### Exercise
When you reach the line that contains "Target: metal sign pole" in the data below, start reproducing lines exactly, and stop after the line that contains "Annotation guideline: for every instance of the green grass".

*** Supplied information ***

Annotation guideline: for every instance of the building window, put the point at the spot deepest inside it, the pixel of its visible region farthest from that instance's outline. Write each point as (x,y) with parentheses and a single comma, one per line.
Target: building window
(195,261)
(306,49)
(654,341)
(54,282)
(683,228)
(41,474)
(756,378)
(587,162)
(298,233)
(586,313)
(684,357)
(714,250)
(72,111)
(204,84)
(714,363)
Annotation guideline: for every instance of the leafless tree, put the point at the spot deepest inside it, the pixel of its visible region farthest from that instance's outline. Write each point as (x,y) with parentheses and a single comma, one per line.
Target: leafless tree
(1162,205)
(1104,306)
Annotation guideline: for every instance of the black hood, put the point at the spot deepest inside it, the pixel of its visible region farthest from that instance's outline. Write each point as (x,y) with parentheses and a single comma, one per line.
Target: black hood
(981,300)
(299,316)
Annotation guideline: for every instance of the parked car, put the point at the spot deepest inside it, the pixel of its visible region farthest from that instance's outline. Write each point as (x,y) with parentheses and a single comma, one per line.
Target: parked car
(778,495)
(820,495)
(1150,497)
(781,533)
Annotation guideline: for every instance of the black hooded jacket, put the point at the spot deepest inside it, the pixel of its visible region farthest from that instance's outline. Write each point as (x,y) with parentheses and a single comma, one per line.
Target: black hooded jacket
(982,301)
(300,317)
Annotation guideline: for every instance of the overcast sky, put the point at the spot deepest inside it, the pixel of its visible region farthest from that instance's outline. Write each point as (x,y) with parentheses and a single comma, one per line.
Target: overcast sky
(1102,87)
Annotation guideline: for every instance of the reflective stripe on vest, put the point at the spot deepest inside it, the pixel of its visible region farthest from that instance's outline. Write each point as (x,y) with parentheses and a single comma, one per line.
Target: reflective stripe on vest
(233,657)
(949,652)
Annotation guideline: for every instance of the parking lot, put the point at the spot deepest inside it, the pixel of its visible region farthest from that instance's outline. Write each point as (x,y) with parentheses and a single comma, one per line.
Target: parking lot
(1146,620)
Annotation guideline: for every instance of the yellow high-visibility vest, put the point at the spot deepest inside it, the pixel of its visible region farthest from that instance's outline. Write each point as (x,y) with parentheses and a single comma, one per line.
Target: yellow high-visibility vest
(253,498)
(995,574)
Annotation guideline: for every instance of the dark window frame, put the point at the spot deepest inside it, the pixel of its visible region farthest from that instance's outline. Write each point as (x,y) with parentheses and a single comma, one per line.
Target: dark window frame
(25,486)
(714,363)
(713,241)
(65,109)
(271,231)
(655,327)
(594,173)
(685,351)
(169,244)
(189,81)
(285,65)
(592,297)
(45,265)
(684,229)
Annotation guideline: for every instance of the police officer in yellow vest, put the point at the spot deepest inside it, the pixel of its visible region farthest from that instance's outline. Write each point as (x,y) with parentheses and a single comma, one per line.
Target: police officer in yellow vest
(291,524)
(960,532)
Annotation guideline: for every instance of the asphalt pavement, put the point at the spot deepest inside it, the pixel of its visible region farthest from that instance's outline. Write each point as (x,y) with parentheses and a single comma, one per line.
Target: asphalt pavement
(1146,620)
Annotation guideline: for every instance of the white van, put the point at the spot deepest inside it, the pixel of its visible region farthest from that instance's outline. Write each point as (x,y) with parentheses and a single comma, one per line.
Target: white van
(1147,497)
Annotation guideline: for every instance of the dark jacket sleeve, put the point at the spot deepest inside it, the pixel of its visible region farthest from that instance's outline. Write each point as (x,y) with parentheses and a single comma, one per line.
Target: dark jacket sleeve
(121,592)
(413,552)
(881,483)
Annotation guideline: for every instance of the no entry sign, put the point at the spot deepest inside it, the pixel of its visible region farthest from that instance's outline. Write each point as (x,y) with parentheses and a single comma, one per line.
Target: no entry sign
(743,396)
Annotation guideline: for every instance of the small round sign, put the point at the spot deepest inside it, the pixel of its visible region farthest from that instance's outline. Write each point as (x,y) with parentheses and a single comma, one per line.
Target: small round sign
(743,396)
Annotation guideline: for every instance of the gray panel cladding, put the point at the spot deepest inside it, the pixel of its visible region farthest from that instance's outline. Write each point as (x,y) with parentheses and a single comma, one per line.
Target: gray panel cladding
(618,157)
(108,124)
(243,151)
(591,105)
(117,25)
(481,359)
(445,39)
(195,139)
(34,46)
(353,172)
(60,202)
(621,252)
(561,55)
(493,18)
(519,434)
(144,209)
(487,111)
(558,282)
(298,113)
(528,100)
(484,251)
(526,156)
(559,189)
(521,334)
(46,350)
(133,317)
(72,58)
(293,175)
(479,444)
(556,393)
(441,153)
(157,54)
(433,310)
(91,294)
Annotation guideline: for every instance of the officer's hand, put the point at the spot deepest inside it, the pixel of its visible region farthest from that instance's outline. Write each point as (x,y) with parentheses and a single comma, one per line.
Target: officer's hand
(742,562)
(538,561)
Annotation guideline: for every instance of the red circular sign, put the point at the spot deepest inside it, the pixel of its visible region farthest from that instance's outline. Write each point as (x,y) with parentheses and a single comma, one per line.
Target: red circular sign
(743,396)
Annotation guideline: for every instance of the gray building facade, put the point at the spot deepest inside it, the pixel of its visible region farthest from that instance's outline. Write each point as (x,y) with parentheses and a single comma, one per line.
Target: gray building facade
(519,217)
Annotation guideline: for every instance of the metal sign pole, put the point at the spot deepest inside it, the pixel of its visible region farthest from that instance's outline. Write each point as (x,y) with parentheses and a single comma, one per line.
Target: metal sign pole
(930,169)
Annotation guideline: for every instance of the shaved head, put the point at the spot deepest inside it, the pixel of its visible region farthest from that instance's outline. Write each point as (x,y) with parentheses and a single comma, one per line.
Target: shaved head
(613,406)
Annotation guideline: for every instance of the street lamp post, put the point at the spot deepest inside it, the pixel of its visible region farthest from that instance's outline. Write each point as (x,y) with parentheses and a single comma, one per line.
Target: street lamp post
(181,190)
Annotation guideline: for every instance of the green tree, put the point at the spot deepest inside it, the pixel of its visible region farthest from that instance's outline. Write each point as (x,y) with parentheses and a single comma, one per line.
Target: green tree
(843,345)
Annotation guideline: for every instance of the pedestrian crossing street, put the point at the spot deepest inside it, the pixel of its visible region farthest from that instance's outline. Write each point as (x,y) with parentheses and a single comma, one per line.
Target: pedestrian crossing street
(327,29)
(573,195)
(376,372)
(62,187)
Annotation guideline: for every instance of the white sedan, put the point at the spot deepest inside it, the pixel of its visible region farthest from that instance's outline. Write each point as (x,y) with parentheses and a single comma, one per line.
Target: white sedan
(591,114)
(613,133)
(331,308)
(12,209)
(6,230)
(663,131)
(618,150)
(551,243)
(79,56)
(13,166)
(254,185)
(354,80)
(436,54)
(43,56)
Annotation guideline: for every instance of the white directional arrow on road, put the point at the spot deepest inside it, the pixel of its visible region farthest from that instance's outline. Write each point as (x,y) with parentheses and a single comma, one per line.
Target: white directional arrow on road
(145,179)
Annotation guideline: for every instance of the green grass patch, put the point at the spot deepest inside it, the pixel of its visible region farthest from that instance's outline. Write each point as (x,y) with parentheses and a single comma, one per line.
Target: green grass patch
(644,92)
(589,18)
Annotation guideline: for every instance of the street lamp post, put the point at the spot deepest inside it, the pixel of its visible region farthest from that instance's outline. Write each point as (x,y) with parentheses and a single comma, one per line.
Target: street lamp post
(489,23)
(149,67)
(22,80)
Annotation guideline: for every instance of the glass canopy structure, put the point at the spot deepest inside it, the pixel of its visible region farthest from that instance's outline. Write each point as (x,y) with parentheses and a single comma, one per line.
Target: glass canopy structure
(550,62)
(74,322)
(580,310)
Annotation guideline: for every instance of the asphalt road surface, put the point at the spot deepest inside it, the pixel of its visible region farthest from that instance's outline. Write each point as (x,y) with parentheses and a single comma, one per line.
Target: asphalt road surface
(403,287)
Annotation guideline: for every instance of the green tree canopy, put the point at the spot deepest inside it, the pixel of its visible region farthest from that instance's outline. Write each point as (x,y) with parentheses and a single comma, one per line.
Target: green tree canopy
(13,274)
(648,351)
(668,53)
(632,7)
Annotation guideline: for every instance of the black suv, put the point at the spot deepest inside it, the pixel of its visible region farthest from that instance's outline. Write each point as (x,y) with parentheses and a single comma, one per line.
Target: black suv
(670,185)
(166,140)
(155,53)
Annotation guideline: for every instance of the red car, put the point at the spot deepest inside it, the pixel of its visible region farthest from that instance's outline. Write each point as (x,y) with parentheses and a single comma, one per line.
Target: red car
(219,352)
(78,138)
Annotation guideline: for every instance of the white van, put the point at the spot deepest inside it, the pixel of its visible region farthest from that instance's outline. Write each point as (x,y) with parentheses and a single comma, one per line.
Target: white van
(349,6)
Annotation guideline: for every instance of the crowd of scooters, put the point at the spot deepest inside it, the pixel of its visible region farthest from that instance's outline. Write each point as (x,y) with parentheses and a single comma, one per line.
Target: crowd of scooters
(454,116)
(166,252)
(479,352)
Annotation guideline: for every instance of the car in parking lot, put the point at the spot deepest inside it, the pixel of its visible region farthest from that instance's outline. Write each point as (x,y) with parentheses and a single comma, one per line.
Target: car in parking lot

*** End of Supplied information ***

### Your response
Target: metal sign pole
(930,169)
Annotation guideline: for every instance of the shaved head, put the point at the spot deepest inside it, the pixel of its visible region farthest from that instance's outline. Write each point as (x,y) with parentheses and a single comma, one per line.
Target: shaved head
(613,406)
Annotation guideline: for every instance of the street lamp post, put the point at the spot deepest inside it, the pixel of its visible region farthest from that instance's outline. Write each point as (x,y) with parentheses and a single comma, one per line.
Target: street lamp post
(181,190)
Annotation guideline: for every instance of the green tree, put the point at the spot deepest inside it, the pixel of its visible region farthest from that instance's outline. Write each point as (x,y) with parentheses and a single comma, one per line.
Target: green tree
(843,345)
Annotation guideline: for every instance of the pedestrian crossing street, put the point at the spot deepest inside it, the pixel of its visible region farthest from that instance's outline. Write each point as (x,y) with parentheses and a single comma, one per line.
Target: pedestrian crossing street
(327,29)
(573,195)
(376,372)
(62,187)
Annotation guideline: for every instance of the white sedan, put the point at the spot deepest inside it, the pixel of its visible region farthest from that instance's outline. Write each point as (x,y) with parentheses and a single comma, one per line.
Target: white sedan
(591,114)
(613,133)
(331,308)
(12,209)
(6,230)
(663,131)
(618,150)
(551,243)
(79,56)
(13,166)
(254,185)
(354,80)
(436,54)
(43,56)
Annotation guideline: for every instance of the white directional arrow on road, put the point at the spot deepest inside it, the pixel of its visible region farthest from that instance's outline. Write each point as (x,y) with parentheses and a single comma, one per line.
Target: white directional arrow on road
(145,179)
Annotation guideline: for every instance of the green grass patch, put the point at the spot deepest inside it, the pixel of its visible region farthest from that instance's outline. Write each point as (x,y) with parentheses and a single comma, one per line.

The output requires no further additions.